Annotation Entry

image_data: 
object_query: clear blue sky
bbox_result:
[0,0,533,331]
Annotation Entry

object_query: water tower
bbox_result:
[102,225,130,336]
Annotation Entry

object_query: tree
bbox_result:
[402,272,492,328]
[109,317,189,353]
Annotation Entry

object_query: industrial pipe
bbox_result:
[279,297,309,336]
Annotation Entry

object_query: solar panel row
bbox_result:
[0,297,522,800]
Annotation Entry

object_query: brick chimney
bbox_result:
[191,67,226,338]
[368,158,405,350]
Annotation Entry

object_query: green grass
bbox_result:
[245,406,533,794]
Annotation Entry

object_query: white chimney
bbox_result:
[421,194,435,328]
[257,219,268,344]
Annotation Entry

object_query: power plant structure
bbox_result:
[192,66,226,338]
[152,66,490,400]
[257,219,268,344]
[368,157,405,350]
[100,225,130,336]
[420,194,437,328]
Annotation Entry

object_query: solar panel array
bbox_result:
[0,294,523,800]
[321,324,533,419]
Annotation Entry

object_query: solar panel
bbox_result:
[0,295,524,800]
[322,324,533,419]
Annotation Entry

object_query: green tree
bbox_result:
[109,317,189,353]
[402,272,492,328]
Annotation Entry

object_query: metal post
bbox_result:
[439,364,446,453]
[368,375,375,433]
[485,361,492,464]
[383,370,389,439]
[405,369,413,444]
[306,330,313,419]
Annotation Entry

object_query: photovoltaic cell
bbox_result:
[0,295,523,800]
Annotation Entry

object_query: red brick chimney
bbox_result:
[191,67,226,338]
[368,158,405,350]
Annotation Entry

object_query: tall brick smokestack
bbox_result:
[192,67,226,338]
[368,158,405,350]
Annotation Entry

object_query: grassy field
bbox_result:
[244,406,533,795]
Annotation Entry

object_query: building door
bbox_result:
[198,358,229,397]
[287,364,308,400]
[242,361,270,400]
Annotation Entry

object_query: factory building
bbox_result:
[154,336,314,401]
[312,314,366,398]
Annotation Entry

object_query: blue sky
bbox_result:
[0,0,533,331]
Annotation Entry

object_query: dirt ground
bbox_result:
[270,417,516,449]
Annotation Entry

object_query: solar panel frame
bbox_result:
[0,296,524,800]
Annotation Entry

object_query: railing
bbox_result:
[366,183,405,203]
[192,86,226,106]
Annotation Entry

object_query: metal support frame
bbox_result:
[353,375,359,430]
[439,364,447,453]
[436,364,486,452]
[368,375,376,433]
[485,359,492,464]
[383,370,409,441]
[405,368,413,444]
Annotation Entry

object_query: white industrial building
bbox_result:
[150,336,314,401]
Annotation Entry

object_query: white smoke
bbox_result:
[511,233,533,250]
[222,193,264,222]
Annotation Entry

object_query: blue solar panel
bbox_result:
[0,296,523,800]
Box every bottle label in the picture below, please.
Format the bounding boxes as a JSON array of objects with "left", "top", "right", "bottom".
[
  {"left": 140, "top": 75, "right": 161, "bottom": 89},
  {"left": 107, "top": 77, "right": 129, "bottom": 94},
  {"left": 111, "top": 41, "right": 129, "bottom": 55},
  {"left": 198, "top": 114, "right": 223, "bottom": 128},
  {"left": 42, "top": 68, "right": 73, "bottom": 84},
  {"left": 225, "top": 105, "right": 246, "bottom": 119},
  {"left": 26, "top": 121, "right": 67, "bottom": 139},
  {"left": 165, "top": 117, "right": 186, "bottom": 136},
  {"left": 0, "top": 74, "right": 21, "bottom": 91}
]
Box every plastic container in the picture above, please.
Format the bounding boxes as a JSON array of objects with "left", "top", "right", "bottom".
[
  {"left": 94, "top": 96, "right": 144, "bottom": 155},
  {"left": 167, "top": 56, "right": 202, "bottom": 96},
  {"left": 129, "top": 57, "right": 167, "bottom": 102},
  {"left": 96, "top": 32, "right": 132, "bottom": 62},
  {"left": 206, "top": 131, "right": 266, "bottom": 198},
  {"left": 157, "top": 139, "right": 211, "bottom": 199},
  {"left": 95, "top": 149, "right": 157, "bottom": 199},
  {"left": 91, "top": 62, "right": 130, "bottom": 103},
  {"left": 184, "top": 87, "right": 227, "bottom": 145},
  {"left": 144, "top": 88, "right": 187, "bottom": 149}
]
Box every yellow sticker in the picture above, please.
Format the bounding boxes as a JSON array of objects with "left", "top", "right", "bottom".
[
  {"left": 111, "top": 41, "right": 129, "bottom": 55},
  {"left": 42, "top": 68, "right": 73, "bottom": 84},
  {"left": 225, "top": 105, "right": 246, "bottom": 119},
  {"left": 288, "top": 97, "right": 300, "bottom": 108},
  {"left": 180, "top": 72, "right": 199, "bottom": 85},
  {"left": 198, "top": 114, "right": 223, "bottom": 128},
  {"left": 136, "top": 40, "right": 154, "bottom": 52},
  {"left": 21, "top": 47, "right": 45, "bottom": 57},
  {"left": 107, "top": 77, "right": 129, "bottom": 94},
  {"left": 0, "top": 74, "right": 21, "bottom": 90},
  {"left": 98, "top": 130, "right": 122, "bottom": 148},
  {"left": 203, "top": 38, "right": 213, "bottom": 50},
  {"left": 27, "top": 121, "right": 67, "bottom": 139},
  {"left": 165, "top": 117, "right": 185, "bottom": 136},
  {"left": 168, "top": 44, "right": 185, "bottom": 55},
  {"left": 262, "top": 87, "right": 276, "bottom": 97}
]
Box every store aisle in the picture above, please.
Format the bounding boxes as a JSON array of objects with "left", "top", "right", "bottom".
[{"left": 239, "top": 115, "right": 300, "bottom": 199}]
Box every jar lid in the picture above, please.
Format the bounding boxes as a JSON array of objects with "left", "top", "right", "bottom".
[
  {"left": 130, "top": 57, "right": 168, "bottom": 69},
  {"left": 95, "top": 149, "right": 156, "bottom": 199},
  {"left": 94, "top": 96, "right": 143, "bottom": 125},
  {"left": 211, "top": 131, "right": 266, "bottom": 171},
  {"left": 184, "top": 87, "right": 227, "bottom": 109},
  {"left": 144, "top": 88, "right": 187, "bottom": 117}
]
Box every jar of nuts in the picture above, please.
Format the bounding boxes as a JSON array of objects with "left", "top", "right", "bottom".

## TASK
Copy out every one of the records above word for word, keeping all lines in their original order.

## EXERCISE OUTPUT
Annotation Entry

image_data: 
object_query: clear blue sky
bbox_result:
[0,0,533,331]
Annotation Entry

object_query: water tower
bbox_result:
[102,225,130,336]
Annotation Entry

object_query: tree
bbox_result:
[402,272,492,328]
[109,317,189,353]
Annotation Entry

object_query: industrial pipe
bbox_result:
[279,297,309,336]
Annotation Entry

object_query: solar panel row
bbox_result:
[0,297,522,800]
Annotation Entry

object_query: brick chimney
bbox_result:
[191,67,226,338]
[368,158,405,350]
Annotation Entry

object_query: green grass
bbox_result:
[245,406,533,794]
Annotation Entry

object_query: white chimney
bbox_result:
[421,194,435,328]
[257,219,268,344]
Annotation Entry

object_query: power plant structure
bbox_result:
[192,66,226,338]
[152,66,490,400]
[257,219,268,344]
[368,157,405,350]
[100,225,130,336]
[420,194,437,328]
Annotation Entry

object_query: solar panel array
bbox_result:
[0,294,523,800]
[321,324,533,419]
Annotation Entry

object_query: solar panel
bbox_result:
[0,295,524,800]
[322,324,533,419]
Annotation Entry

object_query: green tree
bbox_result:
[109,317,189,353]
[402,272,492,328]
Annotation Entry

object_query: metal post
bbox_result:
[439,364,446,453]
[368,375,375,433]
[485,361,492,464]
[383,370,389,439]
[405,369,413,444]
[306,330,313,419]
Annotation Entry

object_query: photovoltaic cell
bbox_result:
[0,295,523,800]
Annotation Entry

object_query: red brick chimney
bbox_result:
[191,67,226,338]
[368,158,405,350]
Annotation Entry

object_query: tall brick smokestack
bbox_result:
[192,67,226,338]
[368,158,405,350]
Annotation Entry

object_query: grassy field
bbox_result:
[244,406,533,795]
Annotation Entry

object_query: building door
bbox_result:
[198,358,229,397]
[287,364,308,400]
[242,361,270,400]
Annotation Entry

object_query: factory building
bbox_result:
[154,336,314,401]
[312,314,366,398]
Annotation Entry

object_query: blue sky
bbox_result:
[0,0,533,331]
Annotation Entry

object_query: dirt ground
bbox_result:
[270,417,516,449]
Annotation Entry

object_query: solar panel frame
bbox_result:
[0,296,524,800]
Annotation Entry

object_query: railing
bbox_result:
[366,183,405,203]
[192,86,226,106]
Annotation Entry

object_query: metal support frame
bbox_result:
[353,375,359,430]
[439,364,447,453]
[436,364,486,452]
[368,375,376,433]
[485,359,492,464]
[383,370,409,441]
[405,368,413,444]
Annotation Entry

object_query: white industrial building
bbox_result:
[150,336,314,401]
Annotation Entry

object_query: white smoke
bbox_result:
[511,233,533,250]
[222,193,264,222]
Annotation Entry

object_query: blue solar panel
bbox_result:
[0,296,523,800]
Box every bottle label in the picture below, please.
Format the bounding boxes as a JSON array of objects with "left", "top", "right", "bottom".
[
  {"left": 140, "top": 75, "right": 161, "bottom": 89},
  {"left": 107, "top": 77, "right": 129, "bottom": 94},
  {"left": 111, "top": 41, "right": 129, "bottom": 55},
  {"left": 198, "top": 114, "right": 223, "bottom": 128},
  {"left": 42, "top": 68, "right": 73, "bottom": 84},
  {"left": 225, "top": 105, "right": 246, "bottom": 119},
  {"left": 26, "top": 121, "right": 67, "bottom": 139},
  {"left": 165, "top": 117, "right": 186, "bottom": 136},
  {"left": 0, "top": 74, "right": 21, "bottom": 91}
]
Box every plastic container in the picture above, please.
Format the bounding boxes as a JSON array of objects with "left", "top", "right", "bottom".
[
  {"left": 94, "top": 96, "right": 144, "bottom": 155},
  {"left": 167, "top": 56, "right": 202, "bottom": 96},
  {"left": 129, "top": 57, "right": 167, "bottom": 102},
  {"left": 96, "top": 32, "right": 132, "bottom": 62},
  {"left": 206, "top": 131, "right": 266, "bottom": 198},
  {"left": 157, "top": 139, "right": 211, "bottom": 199},
  {"left": 95, "top": 149, "right": 157, "bottom": 199},
  {"left": 91, "top": 62, "right": 130, "bottom": 103},
  {"left": 184, "top": 87, "right": 227, "bottom": 145},
  {"left": 144, "top": 88, "right": 187, "bottom": 149}
]
Box every yellow sticker in the picture above, please.
Format the bounding boxes as a JSON array of objects with "left", "top", "right", "bottom".
[
  {"left": 111, "top": 41, "right": 129, "bottom": 55},
  {"left": 42, "top": 68, "right": 73, "bottom": 84},
  {"left": 225, "top": 105, "right": 246, "bottom": 119},
  {"left": 288, "top": 97, "right": 300, "bottom": 108},
  {"left": 180, "top": 72, "right": 199, "bottom": 85},
  {"left": 198, "top": 114, "right": 223, "bottom": 128},
  {"left": 136, "top": 40, "right": 154, "bottom": 52},
  {"left": 21, "top": 47, "right": 45, "bottom": 57},
  {"left": 107, "top": 77, "right": 129, "bottom": 94},
  {"left": 0, "top": 74, "right": 21, "bottom": 90},
  {"left": 98, "top": 130, "right": 122, "bottom": 148},
  {"left": 203, "top": 38, "right": 213, "bottom": 50},
  {"left": 27, "top": 121, "right": 67, "bottom": 139},
  {"left": 165, "top": 117, "right": 185, "bottom": 136},
  {"left": 168, "top": 44, "right": 185, "bottom": 55},
  {"left": 262, "top": 87, "right": 276, "bottom": 97}
]
Box every store aisle in the picture above, please.
Format the bounding boxes as a JSON array of objects with "left", "top", "right", "bottom".
[{"left": 239, "top": 115, "right": 300, "bottom": 199}]
Box every jar lid in the picture above, please.
Format the bounding boxes as a JSON array of objects with "left", "top", "right", "bottom".
[
  {"left": 130, "top": 57, "right": 168, "bottom": 69},
  {"left": 95, "top": 149, "right": 156, "bottom": 199},
  {"left": 94, "top": 96, "right": 143, "bottom": 125},
  {"left": 211, "top": 131, "right": 266, "bottom": 171},
  {"left": 184, "top": 87, "right": 227, "bottom": 109},
  {"left": 144, "top": 88, "right": 187, "bottom": 117}
]
Box every jar of nuts in the picture above, please.
Format the bounding boxes as a JSON array of objects with "left", "top", "right", "bottom".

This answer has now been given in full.